* SHORT EXERCISE
Could you update the entries below by replacing "every instance" with "all instances" throughout, keeping everything else unchanged and leaving the pictures out?

* MATERIAL FOR THE TASK

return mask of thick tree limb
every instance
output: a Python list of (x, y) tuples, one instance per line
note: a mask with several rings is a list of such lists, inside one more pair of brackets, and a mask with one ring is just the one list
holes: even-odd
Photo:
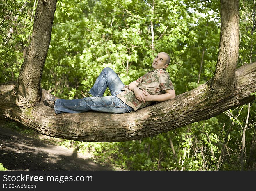
[(239, 47), (239, 1), (221, 0), (221, 34), (212, 89), (220, 92), (235, 89)]
[(19, 96), (19, 104), (33, 105), (40, 100), (43, 68), (49, 48), (57, 0), (44, 4), (39, 1), (36, 7), (30, 44), (14, 90)]
[(12, 82), (0, 85), (0, 117), (59, 138), (98, 142), (140, 139), (207, 119), (253, 101), (255, 96), (250, 94), (256, 92), (256, 62), (237, 69), (236, 74), (237, 89), (225, 94), (212, 91), (207, 83), (173, 99), (118, 114), (88, 112), (56, 115), (42, 102), (23, 109), (16, 105), (17, 97), (8, 91), (14, 86)]

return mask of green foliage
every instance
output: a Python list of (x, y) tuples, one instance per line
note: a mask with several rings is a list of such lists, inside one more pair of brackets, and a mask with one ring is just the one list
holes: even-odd
[[(89, 90), (104, 67), (113, 69), (128, 84), (151, 69), (155, 55), (161, 51), (170, 54), (167, 70), (177, 95), (210, 79), (218, 51), (220, 1), (154, 1), (153, 11), (152, 1), (58, 0), (42, 88), (64, 99), (81, 98), (81, 92), (90, 96)], [(34, 2), (0, 2), (0, 82), (18, 77), (29, 43)], [(238, 67), (255, 61), (256, 36), (251, 20), (254, 6), (250, 0), (240, 1)], [(107, 91), (104, 95), (110, 94)], [(246, 169), (256, 120), (255, 102), (250, 106), (245, 135)], [(63, 140), (63, 144), (125, 170), (240, 170), (241, 133), (248, 110), (248, 105), (241, 106), (140, 140), (106, 143)], [(29, 133), (15, 123), (6, 125)]]
[(8, 170), (7, 169), (3, 167), (3, 165), (2, 163), (0, 163), (0, 171)]

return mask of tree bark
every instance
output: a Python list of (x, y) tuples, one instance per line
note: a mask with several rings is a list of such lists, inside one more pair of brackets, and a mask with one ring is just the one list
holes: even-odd
[[(222, 0), (219, 58), (212, 80), (175, 99), (129, 114), (89, 112), (56, 115), (53, 109), (42, 102), (37, 103), (56, 1), (46, 3), (39, 1), (31, 44), (18, 80), (0, 84), (0, 119), (18, 122), (52, 137), (84, 141), (121, 141), (207, 119), (255, 99), (250, 94), (256, 92), (256, 62), (235, 70), (239, 43), (238, 1)], [(17, 88), (17, 95), (13, 93)]]
[(212, 90), (222, 94), (235, 90), (239, 45), (239, 0), (221, 0), (221, 34)]
[(20, 106), (38, 103), (43, 68), (49, 48), (57, 0), (38, 1), (31, 42), (14, 90)]
[(56, 115), (42, 102), (23, 109), (15, 104), (15, 96), (8, 91), (14, 87), (13, 82), (0, 85), (0, 116), (51, 137), (98, 142), (139, 139), (207, 119), (253, 101), (255, 97), (250, 94), (256, 92), (256, 62), (242, 66), (236, 73), (238, 88), (228, 94), (216, 94), (208, 82), (173, 99), (118, 114), (88, 112)]

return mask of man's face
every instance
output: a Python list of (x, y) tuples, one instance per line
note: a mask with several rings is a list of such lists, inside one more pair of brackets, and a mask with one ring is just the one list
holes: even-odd
[(156, 56), (152, 63), (152, 67), (155, 69), (166, 68), (168, 65), (166, 64), (168, 56), (164, 53), (160, 52)]

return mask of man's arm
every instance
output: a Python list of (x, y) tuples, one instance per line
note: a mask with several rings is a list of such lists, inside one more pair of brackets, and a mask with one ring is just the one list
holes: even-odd
[(143, 89), (143, 91), (146, 94), (143, 95), (144, 100), (145, 101), (164, 101), (169, 99), (175, 98), (176, 94), (174, 90), (165, 90), (166, 93), (161, 95), (151, 95), (145, 90)]
[(138, 83), (135, 81), (134, 81), (129, 84), (128, 86), (128, 89), (134, 92), (135, 96), (138, 99), (141, 101), (143, 101), (145, 103), (146, 103), (146, 101), (144, 99), (143, 95), (148, 94), (148, 93), (146, 91), (143, 91), (139, 89), (137, 87), (138, 85)]

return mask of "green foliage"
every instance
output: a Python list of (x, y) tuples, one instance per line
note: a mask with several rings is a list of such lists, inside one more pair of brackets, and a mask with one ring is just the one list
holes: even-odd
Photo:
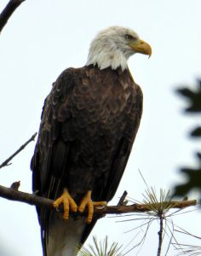
[(106, 236), (103, 242), (98, 242), (97, 238), (93, 236), (94, 245), (89, 245), (89, 248), (83, 247), (79, 252), (80, 256), (121, 256), (119, 250), (122, 247), (118, 242), (108, 244), (108, 237)]
[[(189, 88), (182, 88), (177, 92), (185, 96), (189, 104), (186, 108), (185, 112), (191, 114), (201, 114), (201, 80), (198, 81), (198, 88), (192, 90)], [(201, 126), (198, 126), (190, 133), (191, 137), (196, 139), (201, 138)], [(175, 188), (174, 195), (184, 196), (192, 189), (197, 189), (201, 193), (201, 153), (196, 153), (198, 160), (198, 167), (183, 167), (181, 169), (182, 174), (187, 177), (187, 181)]]

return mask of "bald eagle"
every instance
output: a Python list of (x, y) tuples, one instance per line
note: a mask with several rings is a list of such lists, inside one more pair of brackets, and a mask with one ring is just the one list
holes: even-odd
[(127, 65), (135, 53), (152, 53), (137, 33), (121, 26), (101, 31), (86, 65), (62, 72), (45, 99), (32, 189), (55, 207), (63, 204), (64, 213), (37, 208), (44, 256), (77, 255), (97, 220), (94, 207), (115, 195), (142, 113), (142, 92)]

* THE RESULT
return mask of thick tree limb
all instances
output: a Python list of (x, y) tuples, one instance per line
note: a mask with several rings is a list of such lists, inside one more pair of brackets, and a mask with one ring is just the one list
holes: even-odd
Photo:
[(239, 47), (239, 1), (221, 0), (221, 34), (212, 89), (220, 92), (235, 89)]
[(19, 96), (19, 104), (33, 105), (40, 100), (43, 68), (49, 48), (57, 0), (44, 4), (39, 1), (36, 7), (30, 44), (14, 90)]
[(12, 82), (0, 85), (0, 117), (59, 138), (98, 142), (140, 139), (207, 119), (253, 101), (255, 96), (250, 94), (256, 92), (256, 62), (237, 69), (236, 74), (237, 89), (225, 94), (212, 91), (207, 83), (173, 99), (118, 114), (88, 112), (56, 115), (42, 102), (23, 109), (16, 105), (17, 97), (8, 91), (14, 86)]

return mask of green foliage
all instances
output: a Python list of (x, y) tuples, one instance per line
note: a mask with several rings is a list of such lists, inside one more pair of brackets, and a mask with one ring is just the one list
holes: even-odd
[[(89, 90), (104, 67), (113, 69), (128, 84), (151, 69), (155, 55), (161, 51), (170, 54), (167, 70), (177, 95), (210, 79), (218, 51), (220, 1), (154, 1), (153, 11), (152, 1), (58, 0), (42, 88), (64, 99), (81, 98), (81, 92), (90, 96)], [(34, 2), (0, 2), (0, 82), (18, 77), (29, 43)], [(238, 67), (255, 61), (256, 36), (251, 20), (254, 6), (250, 0), (240, 1)], [(107, 91), (104, 95), (110, 94)], [(246, 169), (256, 120), (255, 102), (250, 106), (245, 135)], [(63, 140), (63, 144), (125, 170), (240, 170), (241, 133), (248, 110), (248, 105), (241, 106), (140, 140), (106, 143)], [(29, 133), (15, 123), (6, 125)]]
[(8, 170), (7, 169), (3, 167), (3, 165), (2, 163), (0, 163), (0, 171)]

return mask of tree bark
all instances
output: a Python list of (x, y) tuples, one instance per line
note: a mask with several rings is a list of such lists, inside one more pair of brackets, and a mask with one ring is just the one list
holes: even-odd
[[(222, 0), (219, 58), (212, 80), (175, 99), (129, 114), (89, 112), (56, 115), (53, 109), (42, 102), (37, 103), (56, 1), (46, 3), (39, 1), (31, 44), (18, 80), (0, 84), (0, 119), (18, 122), (52, 137), (84, 141), (121, 141), (207, 119), (255, 99), (250, 94), (256, 92), (256, 62), (235, 70), (239, 43), (238, 1)], [(17, 88), (17, 95), (13, 93)]]
[(212, 90), (222, 94), (235, 90), (239, 45), (239, 0), (221, 0), (221, 34)]
[(20, 106), (38, 103), (43, 68), (49, 48), (57, 0), (38, 1), (31, 42), (14, 90)]
[(56, 115), (42, 102), (23, 109), (15, 104), (15, 96), (8, 91), (14, 87), (13, 82), (0, 85), (0, 116), (51, 137), (98, 142), (139, 139), (207, 119), (253, 101), (255, 97), (250, 94), (256, 92), (256, 62), (242, 66), (236, 73), (238, 88), (228, 94), (216, 94), (208, 82), (173, 99), (118, 114), (88, 112)]

return mask of man's face
all instances
output: a Python list of (x, y) tuples, one instance per line
note: a mask with several rings is a list of such lists, inside one more pair of brackets, and a mask with one ring is just the one list
holes: even-odd
[(156, 56), (152, 63), (152, 67), (155, 69), (166, 68), (168, 65), (166, 64), (168, 56), (164, 53), (160, 52)]

return mask of man's arm
all instances
output: a Python list of (x, y) tuples, one instance per line
note: a mask with several rings is a list of such lists, inside one more pair of brackets, and a mask with one ring is just the one list
holes: even-odd
[(143, 89), (143, 91), (146, 94), (143, 95), (144, 100), (145, 101), (164, 101), (169, 99), (175, 98), (176, 94), (174, 90), (165, 90), (166, 93), (161, 95), (151, 95), (145, 90)]
[(138, 83), (135, 81), (134, 81), (129, 84), (128, 86), (128, 89), (134, 92), (135, 96), (138, 99), (141, 101), (143, 101), (145, 103), (146, 103), (146, 101), (144, 99), (143, 95), (148, 94), (148, 93), (146, 91), (143, 91), (139, 89), (137, 87), (138, 85)]

return mask of "green foliage"
all instances
output: a Python list of (x, y) tuples, one instance per line
note: a mask with several rings is a list of such lists, inside one more pair of brackets, and a mask with one ring is just the one list
holes: even-odd
Photo:
[(106, 236), (103, 242), (98, 242), (97, 238), (93, 236), (94, 245), (89, 245), (89, 248), (83, 247), (79, 252), (80, 256), (121, 256), (119, 250), (122, 247), (118, 242), (108, 244), (108, 237)]
[[(189, 88), (182, 88), (177, 92), (185, 96), (189, 104), (186, 108), (185, 112), (191, 114), (201, 114), (201, 80), (198, 81), (198, 88), (192, 90)], [(201, 126), (198, 126), (190, 133), (191, 137), (196, 139), (201, 138)], [(175, 188), (174, 195), (184, 196), (192, 189), (197, 189), (201, 193), (201, 153), (196, 153), (198, 160), (198, 167), (183, 167), (181, 169), (182, 174), (187, 177), (187, 181)]]

return mask of "bald eagle"
all instances
output: a Python list of (x, y) tuples, one instance per line
note: a mask with several rings is a list of such lists, inside one more pair of brackets, and a mask with one ring is just the one list
holes: even-odd
[(127, 65), (135, 53), (152, 53), (137, 33), (121, 26), (101, 31), (86, 65), (62, 72), (45, 99), (32, 189), (55, 207), (63, 204), (64, 213), (37, 208), (44, 256), (77, 255), (97, 220), (94, 207), (115, 195), (142, 113), (142, 92)]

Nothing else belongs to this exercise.